• Consigna: Indica si cada afirmación coincide con el fragmento sobre la relación con uno mismo y responde sí o no, citando textualmente las palabras que lo deciden. (a) Hay personas que se miran a los ojos en el espejo con comodidad. (b) Los mensajes que esas personas se dan son afirmaciones forzadas. (c) Examinar el cuerpo en aras de la imagen determina lo que esas personas son.

• Texto proporcionado:
════════

Es muy curioso este distanciamiento de uno consigo mismo, esta cosificación que hace uno de sí mismo, este centrarse tanto en las apariencias que se olvida la pregunta fundamental: ¿a quién le interesa quedar «bien»? ¿Quién hay ahí dentro que se ve tan oportuno defender?
Si jamás has hablado con ese tú mismo, si nunca has sentido esa confianza y comunión contigo mismo, entonces estás defendiendo a un extraño. Es curioso, ¿verdad?, que queramos defender tanto a ese «extraño».
Estamos tan ocultos dentro de nosotros mismos que no sabemos a quién estamos defendiendo ni para qué. Seguramente porque estamos tan identificados con el cuerpo que creemos que al dar este una «buena imagen» la totalidad de lo que somos está protegida… desde el momento en que somos el cuerpo mismo. Naturalmente, a partir de esta postura, los estragos del tiempo nos lo arrebatan todo, para desconsuelo de un cuerpo-mente que se siente impulsado a gastar dinero para retrasar lo inevitable y a «distraerse» para no verse abrumado por el pensamiento de la caducidad.
Pero hay personas que tienen otro tipo de relación con el espejo. Hay personas que se miran a sí mismas a los ojos con toda la comodidad del mundo, que se sonríen y se dan mensajes, pero no mensajes forzados de intentar creer algo en lo que no creen realmente (en plan afirmaciones que no sienten), sino mensajes naturales de complicidad. Hay personas que tienen un compartir muy natural consigo mismas. Que empatizan consigo mismas. Al verse en el espejo ven el ser humano que son. Se alegran de verse. Sencillamente están ahí, presentes en sí mismas. En un segundo término, cuando sea conveniente por supuesto examinarán su cuerpo para obtener un resultado en aras de su imagen, pero sentirán perfectamente que están participando de un juego, de un protocolo social, que no determina en modo alguno lo que son.

════════

• Algunos registros:
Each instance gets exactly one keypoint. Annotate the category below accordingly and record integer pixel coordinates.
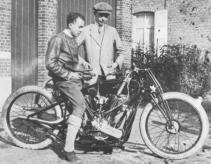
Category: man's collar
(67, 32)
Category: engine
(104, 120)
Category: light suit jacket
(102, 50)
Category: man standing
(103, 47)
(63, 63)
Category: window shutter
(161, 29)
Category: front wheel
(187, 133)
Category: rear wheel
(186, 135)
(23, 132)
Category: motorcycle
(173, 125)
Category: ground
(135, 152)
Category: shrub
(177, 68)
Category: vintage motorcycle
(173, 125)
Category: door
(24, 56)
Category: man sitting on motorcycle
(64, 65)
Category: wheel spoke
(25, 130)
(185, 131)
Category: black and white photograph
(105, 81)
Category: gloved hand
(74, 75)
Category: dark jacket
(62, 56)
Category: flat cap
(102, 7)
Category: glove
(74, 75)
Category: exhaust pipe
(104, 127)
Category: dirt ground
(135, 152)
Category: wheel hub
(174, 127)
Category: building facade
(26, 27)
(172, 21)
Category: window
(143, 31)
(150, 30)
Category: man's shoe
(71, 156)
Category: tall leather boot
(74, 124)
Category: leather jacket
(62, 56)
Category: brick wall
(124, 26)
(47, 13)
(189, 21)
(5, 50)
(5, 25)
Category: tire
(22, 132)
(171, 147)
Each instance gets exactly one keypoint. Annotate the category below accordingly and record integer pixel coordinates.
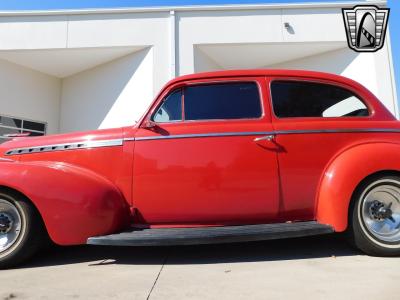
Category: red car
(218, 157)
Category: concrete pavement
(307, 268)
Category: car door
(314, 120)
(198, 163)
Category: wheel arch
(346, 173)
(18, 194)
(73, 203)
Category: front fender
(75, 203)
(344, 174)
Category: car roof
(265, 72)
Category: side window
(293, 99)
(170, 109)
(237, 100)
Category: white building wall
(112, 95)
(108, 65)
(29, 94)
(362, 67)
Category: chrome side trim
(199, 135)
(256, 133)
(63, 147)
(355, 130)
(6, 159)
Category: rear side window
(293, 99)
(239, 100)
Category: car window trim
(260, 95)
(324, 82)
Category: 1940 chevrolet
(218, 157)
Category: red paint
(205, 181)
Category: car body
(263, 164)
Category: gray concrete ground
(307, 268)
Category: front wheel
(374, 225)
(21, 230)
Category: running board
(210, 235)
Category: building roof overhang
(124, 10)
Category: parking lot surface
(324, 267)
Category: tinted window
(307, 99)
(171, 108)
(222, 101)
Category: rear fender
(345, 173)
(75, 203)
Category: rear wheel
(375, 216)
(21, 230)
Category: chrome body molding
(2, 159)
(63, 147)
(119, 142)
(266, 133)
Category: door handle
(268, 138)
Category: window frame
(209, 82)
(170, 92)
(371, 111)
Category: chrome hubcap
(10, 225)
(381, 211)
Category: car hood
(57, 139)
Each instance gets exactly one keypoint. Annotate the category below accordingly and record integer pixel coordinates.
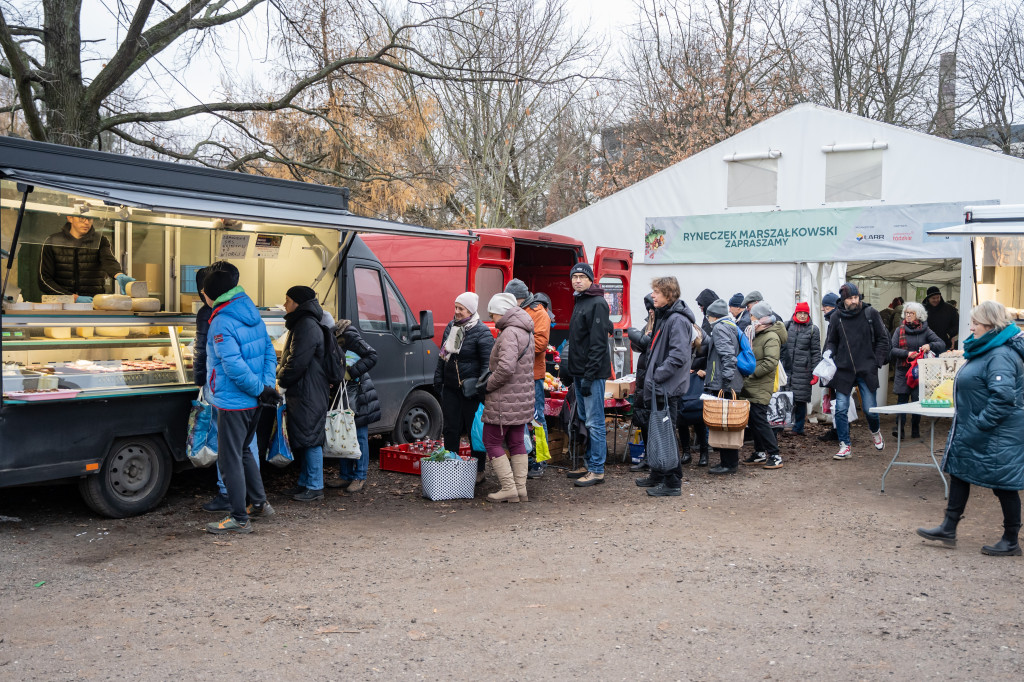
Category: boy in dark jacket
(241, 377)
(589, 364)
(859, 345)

════════

• Respuesta:
(a) Sí: «Hay personas que se miran a sí mismas a los ojos con toda la comodidad del mundo».
(b) No: «pero no mensajes forzados de intentar creer algo en lo que no creen realmente».
(c) No: «que no determina en modo alguno lo que son».